▸ **EXCERPTED PASSAGE**
>>>>
Author: David Zigmond
Can the important deficits in our NHS healthcare be adequately remedied by more money and staff? If not, why not? A brief survey of the last hundred years may clarify.
Now is a clamorous time for those claiming they know how to fix our ailing NHS, or who will secure superior funds to ensure its more adequate staffing and infrastructure.
It is hardly disputable now that our NHS has ‘poor performance’ in many important areas, so the debate, for now, has shifted to a kind of contest as to who will make a better bid for the banking, training and recruitment of our service.
Even erstwhile austerity-missionaries have now implicitly recanted, to acknowledge the necessity of such increased investments. This then raises the questions of who do we believe? And how would they manage this? What and where would the compromises be?
Yet even if we can address these problems of funding and resources clearly and positively, will there still remain outstanding problems? What about the kinds of deficit and damage that we have recently incurred, yet now cannot simply ‘fix’ with more money, staff and equipment? What are these problems? And what is their source?
<<<<
▸ **DATASET RECORDS**
>>>>
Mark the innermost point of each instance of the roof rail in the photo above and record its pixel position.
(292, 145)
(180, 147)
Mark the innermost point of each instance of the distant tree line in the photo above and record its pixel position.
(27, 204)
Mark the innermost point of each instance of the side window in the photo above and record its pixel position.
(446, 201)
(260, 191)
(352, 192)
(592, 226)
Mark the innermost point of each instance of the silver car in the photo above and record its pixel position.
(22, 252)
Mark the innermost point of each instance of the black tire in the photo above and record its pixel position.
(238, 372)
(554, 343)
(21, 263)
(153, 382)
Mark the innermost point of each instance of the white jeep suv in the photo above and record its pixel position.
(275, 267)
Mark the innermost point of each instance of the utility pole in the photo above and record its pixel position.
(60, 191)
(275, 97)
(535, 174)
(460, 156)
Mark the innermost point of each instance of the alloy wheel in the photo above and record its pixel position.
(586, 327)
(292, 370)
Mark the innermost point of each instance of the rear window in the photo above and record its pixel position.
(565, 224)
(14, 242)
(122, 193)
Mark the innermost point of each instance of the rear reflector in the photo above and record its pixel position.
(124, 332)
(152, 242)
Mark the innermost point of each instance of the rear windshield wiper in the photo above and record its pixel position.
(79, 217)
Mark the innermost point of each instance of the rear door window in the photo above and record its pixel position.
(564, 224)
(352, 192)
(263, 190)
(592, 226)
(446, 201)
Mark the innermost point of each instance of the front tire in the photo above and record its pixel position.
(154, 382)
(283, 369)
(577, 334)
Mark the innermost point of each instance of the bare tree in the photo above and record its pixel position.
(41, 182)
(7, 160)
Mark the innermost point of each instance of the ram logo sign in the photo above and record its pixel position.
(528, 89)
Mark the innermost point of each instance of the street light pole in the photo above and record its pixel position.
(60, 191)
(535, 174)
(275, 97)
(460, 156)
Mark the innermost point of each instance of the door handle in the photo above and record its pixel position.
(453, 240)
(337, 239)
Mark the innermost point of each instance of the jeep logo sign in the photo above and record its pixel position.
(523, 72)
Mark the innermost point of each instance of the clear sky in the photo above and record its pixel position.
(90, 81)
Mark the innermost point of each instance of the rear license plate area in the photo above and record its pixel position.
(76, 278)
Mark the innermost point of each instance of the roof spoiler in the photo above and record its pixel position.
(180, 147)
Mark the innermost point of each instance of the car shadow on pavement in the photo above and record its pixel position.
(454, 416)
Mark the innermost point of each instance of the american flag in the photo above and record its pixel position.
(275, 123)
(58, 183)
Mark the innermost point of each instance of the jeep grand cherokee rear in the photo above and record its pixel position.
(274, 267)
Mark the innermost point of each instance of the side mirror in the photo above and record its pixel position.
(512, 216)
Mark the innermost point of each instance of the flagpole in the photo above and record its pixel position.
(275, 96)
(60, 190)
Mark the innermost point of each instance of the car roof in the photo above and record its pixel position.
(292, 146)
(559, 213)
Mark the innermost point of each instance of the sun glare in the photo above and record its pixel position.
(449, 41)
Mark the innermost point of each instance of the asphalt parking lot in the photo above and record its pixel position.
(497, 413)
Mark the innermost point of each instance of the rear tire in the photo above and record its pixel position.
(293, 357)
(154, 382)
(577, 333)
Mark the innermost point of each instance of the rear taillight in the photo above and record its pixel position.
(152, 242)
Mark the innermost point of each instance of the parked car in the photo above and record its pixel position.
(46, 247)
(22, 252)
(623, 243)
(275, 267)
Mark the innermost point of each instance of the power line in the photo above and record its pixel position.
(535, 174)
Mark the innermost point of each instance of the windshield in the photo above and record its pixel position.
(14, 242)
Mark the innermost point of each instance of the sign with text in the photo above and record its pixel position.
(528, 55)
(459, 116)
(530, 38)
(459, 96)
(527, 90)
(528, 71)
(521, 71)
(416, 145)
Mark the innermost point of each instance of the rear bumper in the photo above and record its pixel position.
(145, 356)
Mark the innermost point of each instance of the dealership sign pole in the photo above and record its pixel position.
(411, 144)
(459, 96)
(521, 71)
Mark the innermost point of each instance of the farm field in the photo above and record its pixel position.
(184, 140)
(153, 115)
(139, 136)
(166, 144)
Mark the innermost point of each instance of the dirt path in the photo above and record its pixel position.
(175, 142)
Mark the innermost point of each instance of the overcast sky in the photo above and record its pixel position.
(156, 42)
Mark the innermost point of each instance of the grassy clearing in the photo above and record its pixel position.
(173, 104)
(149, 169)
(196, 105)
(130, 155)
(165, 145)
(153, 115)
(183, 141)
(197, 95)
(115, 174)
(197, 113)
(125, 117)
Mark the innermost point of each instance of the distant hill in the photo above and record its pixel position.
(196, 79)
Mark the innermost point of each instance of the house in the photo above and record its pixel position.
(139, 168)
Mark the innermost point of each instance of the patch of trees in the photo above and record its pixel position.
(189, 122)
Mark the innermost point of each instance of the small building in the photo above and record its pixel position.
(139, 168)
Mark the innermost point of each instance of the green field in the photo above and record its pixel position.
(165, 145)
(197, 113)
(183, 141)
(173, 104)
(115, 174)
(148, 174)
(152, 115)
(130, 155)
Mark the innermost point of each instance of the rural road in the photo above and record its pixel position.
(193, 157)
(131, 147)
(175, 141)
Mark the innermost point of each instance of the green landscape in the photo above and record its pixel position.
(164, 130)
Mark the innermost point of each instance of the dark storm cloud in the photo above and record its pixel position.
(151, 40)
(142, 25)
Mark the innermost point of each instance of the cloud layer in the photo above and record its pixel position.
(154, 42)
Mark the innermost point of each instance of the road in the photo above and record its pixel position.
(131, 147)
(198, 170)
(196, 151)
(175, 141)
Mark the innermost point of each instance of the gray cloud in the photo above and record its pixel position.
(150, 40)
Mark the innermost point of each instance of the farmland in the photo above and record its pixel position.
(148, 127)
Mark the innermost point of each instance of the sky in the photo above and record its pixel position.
<<<<
▸ **REQUIRED ACTION A**
From the NHS funding piece, extract the passage starting with "Even erstwhile austerity-missionaries" and going on through "the compromises be?".
▸ **REQUIRED ACTION B**
Extend the piece on NHS funding and staffing, continuing on from its last sentence.

▸ **ANSWER SECTION A**
Even erstwhile austerity-missionaries have now implicitly recanted, to acknowledge the necessity of such increased investments. This then raises the questions of who do we believe? And how would they manage this? What and where would the compromises be?

▸ **ANSWER SECTION B**
The blight of morale in many sectors of our NHS is one such complex problem. Many will say, correctly, that this serious malaise is aggravated, and substantially fuelled, by financial austerity: there is little doubt about this now. And it is easy for most of us to understand the stress of being expected to do too much with too little. So then we can all-too-easily conclude that the simple and clear remedy is to increase investment.
Yet while such explanation and prescription is clearly necessary, it is in many ways not sufficient. For most experienced NHS practitioners – together with other veterans across other Welfare services – know that there have been greater yet subtle losses to their service, but of a human rather than material kind. Significantly, these losses do not receive the focused attention that disputes about money generate. So what are these deprivations? They are of professional and personal ethos, trust, fraternalism, creativity, identification … and thus any deeper work satisfaction and élan vitale.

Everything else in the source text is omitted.